EXERCISE GOAL >> Revise everything from the first line down to the line containing "[[190, 111, 217, 125]]", replacing "included in the scene" with "present in the scene" and leaving all else unchanged. Return only those lines.

INPUT RECORDS >>
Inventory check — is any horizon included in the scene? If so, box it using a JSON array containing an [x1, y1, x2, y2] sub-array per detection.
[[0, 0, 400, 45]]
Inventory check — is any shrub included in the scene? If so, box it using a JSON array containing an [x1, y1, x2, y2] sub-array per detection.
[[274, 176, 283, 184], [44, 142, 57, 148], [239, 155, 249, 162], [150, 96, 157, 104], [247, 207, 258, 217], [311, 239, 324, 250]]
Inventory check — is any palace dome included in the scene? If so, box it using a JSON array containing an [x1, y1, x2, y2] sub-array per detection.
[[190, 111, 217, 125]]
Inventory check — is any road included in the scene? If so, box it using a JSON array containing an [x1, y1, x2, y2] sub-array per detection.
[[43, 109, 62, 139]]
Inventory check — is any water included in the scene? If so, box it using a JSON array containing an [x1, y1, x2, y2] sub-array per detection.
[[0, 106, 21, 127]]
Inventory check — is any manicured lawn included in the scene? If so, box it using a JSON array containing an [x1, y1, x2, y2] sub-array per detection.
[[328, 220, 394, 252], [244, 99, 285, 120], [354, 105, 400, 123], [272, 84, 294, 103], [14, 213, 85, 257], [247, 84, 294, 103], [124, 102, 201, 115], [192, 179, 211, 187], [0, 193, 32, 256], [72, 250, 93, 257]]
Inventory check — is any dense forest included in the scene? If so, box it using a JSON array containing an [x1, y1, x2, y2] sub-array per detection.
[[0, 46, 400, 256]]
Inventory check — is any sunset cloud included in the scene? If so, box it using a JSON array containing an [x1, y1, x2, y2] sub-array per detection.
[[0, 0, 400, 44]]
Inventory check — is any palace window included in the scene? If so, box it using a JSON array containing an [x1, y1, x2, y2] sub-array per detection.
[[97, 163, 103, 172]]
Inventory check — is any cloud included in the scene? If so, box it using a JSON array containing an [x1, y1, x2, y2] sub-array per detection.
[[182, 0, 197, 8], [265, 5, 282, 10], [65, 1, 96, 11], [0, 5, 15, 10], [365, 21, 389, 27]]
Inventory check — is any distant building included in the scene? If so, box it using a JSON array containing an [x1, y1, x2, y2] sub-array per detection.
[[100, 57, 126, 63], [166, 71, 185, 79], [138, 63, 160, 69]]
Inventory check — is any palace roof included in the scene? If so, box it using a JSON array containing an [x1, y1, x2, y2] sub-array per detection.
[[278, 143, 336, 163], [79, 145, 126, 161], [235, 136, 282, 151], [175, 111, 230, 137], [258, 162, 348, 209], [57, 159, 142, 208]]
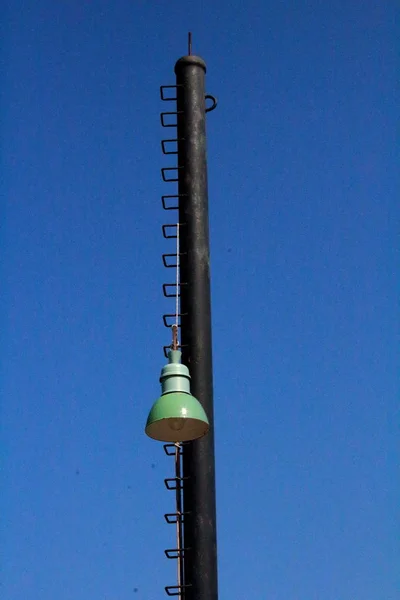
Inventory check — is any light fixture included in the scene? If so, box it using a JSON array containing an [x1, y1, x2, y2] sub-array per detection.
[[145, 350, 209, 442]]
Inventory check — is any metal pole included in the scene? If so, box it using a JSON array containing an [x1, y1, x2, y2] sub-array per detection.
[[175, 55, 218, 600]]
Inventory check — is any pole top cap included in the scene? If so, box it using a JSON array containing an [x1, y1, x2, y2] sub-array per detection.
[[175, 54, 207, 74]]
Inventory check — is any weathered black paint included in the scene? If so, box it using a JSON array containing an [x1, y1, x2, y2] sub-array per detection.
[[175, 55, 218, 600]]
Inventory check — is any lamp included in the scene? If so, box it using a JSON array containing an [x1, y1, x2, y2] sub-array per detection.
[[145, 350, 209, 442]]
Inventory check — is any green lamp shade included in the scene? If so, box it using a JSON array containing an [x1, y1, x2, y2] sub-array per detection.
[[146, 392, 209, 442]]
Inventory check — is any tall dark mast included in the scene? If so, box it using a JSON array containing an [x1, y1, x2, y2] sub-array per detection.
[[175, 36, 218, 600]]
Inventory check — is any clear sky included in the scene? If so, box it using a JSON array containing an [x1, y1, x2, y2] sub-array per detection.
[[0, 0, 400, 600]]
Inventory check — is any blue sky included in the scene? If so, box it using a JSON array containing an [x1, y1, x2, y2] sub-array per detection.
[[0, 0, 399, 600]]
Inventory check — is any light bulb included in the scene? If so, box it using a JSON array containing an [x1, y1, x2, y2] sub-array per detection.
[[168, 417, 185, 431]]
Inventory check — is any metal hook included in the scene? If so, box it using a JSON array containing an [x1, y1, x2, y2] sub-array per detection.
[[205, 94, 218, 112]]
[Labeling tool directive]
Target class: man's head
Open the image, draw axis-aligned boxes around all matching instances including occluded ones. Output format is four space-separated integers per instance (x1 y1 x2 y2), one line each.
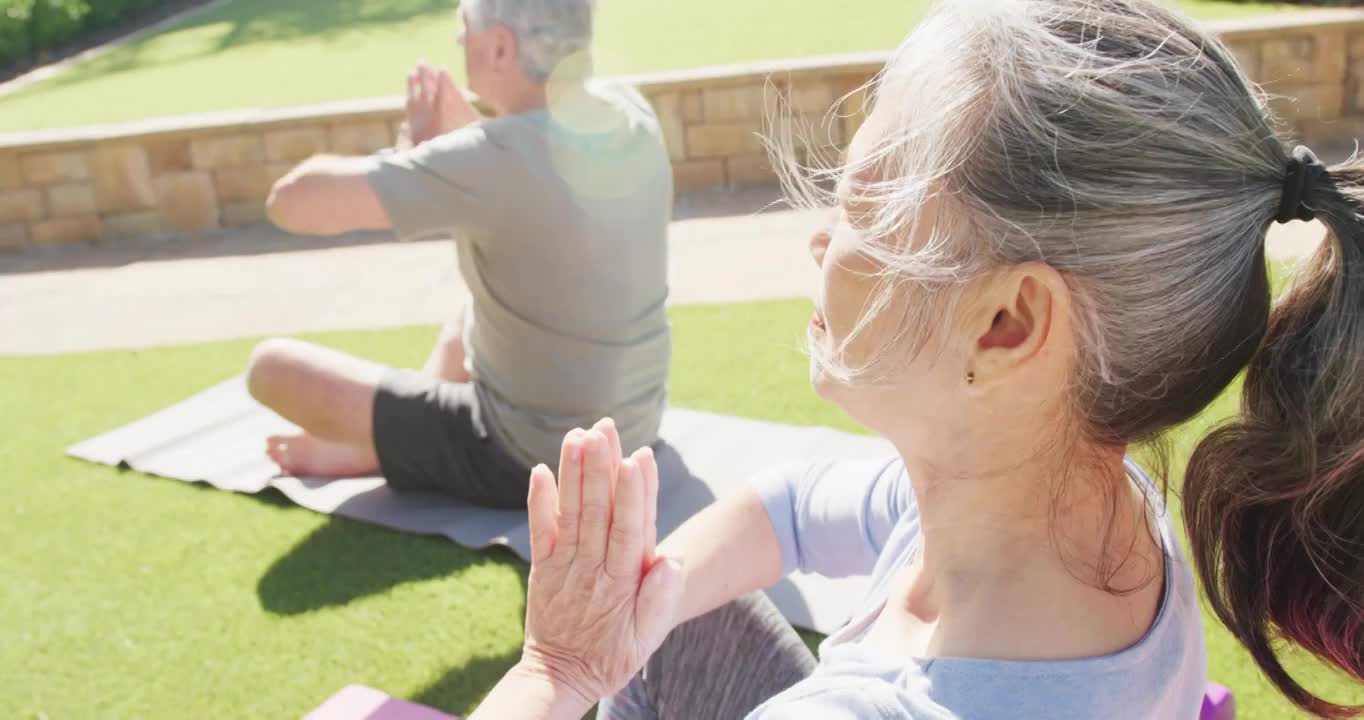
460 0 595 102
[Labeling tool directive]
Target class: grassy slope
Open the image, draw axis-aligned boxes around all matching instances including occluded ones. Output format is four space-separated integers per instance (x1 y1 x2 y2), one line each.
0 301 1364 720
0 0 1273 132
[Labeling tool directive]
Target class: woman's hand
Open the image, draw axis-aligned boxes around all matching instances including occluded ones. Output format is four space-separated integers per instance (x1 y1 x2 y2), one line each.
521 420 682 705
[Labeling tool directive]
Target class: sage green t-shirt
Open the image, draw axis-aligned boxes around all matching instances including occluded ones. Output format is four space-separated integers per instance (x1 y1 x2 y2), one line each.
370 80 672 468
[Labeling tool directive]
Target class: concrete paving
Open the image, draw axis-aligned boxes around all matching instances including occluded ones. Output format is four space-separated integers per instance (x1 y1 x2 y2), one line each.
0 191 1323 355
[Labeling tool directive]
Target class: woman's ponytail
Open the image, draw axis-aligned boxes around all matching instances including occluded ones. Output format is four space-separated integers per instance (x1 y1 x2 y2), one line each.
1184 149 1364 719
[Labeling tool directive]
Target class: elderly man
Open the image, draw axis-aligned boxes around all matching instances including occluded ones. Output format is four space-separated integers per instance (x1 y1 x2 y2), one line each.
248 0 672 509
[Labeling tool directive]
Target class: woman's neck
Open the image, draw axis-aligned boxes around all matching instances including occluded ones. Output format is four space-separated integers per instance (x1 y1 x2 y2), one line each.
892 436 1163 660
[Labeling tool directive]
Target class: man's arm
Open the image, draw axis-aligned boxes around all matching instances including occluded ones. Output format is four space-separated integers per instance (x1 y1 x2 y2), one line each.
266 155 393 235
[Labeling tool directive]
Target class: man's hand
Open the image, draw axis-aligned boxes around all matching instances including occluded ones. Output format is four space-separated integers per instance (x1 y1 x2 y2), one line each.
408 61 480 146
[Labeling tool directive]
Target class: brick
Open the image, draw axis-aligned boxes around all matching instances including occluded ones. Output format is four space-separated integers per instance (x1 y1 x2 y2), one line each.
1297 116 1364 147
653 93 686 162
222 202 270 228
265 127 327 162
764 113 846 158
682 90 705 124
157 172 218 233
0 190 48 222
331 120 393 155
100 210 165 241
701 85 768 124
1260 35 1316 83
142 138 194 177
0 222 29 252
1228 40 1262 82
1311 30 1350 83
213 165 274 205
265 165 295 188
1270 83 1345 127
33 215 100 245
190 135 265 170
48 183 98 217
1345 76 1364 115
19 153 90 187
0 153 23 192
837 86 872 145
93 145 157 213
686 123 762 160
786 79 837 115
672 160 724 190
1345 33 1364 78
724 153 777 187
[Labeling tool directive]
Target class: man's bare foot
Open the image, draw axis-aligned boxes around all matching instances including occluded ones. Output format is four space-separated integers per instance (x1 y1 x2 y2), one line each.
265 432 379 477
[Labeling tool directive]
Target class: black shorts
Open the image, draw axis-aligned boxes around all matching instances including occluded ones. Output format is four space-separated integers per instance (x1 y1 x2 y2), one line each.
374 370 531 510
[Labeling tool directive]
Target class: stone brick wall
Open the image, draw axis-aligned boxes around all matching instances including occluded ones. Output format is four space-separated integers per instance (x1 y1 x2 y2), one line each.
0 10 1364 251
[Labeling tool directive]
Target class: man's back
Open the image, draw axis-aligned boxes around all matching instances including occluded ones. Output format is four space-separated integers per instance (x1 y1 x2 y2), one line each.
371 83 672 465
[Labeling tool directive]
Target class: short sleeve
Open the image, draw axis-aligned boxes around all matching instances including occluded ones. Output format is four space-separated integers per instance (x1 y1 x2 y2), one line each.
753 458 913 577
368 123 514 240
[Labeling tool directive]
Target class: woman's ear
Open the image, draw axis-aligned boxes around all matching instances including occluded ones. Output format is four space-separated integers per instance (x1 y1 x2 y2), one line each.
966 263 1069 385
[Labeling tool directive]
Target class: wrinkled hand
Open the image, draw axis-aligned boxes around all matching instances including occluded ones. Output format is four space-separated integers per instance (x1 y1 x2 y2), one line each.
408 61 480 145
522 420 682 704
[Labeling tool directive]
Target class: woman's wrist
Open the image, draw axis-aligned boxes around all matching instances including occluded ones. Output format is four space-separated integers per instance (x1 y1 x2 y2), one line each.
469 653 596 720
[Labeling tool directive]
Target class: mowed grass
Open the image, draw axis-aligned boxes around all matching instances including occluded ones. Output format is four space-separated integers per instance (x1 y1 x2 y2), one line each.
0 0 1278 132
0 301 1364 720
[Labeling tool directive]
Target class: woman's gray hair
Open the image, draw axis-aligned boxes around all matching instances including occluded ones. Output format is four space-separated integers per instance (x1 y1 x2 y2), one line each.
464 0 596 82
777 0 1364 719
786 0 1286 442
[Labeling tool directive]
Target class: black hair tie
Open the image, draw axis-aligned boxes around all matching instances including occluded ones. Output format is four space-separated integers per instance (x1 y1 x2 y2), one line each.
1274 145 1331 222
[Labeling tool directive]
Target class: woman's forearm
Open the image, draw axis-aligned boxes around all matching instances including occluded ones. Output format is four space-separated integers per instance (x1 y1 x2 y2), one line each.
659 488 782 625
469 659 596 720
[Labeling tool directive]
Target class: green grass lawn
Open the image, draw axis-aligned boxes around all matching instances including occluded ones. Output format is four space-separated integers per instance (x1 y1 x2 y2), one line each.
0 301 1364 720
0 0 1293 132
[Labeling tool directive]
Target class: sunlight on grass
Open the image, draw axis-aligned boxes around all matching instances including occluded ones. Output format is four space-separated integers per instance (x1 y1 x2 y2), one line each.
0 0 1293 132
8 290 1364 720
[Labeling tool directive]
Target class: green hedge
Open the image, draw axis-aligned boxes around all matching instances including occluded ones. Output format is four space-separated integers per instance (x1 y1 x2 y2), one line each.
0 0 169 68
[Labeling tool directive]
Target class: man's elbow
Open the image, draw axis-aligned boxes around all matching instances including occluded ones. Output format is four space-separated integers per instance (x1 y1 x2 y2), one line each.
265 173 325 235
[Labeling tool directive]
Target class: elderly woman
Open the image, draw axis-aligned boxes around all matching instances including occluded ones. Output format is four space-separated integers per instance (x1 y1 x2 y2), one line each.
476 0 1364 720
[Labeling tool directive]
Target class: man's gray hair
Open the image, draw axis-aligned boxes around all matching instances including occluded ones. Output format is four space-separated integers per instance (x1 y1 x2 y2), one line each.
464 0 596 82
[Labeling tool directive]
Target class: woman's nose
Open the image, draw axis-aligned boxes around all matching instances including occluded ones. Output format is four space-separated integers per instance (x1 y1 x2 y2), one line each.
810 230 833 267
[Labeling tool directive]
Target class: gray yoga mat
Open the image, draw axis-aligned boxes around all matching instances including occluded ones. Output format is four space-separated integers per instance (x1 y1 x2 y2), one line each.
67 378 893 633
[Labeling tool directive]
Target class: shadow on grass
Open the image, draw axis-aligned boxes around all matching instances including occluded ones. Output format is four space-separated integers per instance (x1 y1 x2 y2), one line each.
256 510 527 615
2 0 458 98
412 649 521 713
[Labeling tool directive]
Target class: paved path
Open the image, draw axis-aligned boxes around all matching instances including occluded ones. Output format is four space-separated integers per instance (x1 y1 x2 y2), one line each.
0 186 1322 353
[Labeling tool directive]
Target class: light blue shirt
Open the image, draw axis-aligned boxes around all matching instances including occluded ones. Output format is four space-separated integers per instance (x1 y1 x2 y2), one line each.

EXERCISE RESULT >>
Inventory check — is any horizon present in the scene? If so, box it using a JSON array containing an [x1, y1, x2, y2] sub-array per detection.
[[0, 0, 400, 45]]
Inventory check — is any shrub present in the scene? If so, box it using a JSON array containing an [x1, y1, x2, y2] sub-array per detection.
[[274, 176, 283, 184], [44, 142, 57, 148], [239, 155, 249, 162], [150, 96, 157, 104], [247, 207, 258, 217], [311, 239, 324, 250]]
Inventory check — is any palace dome present in the scene? If so, box it using a JSON array containing an [x1, y1, x2, y2] sub-array per detection.
[[190, 111, 217, 125]]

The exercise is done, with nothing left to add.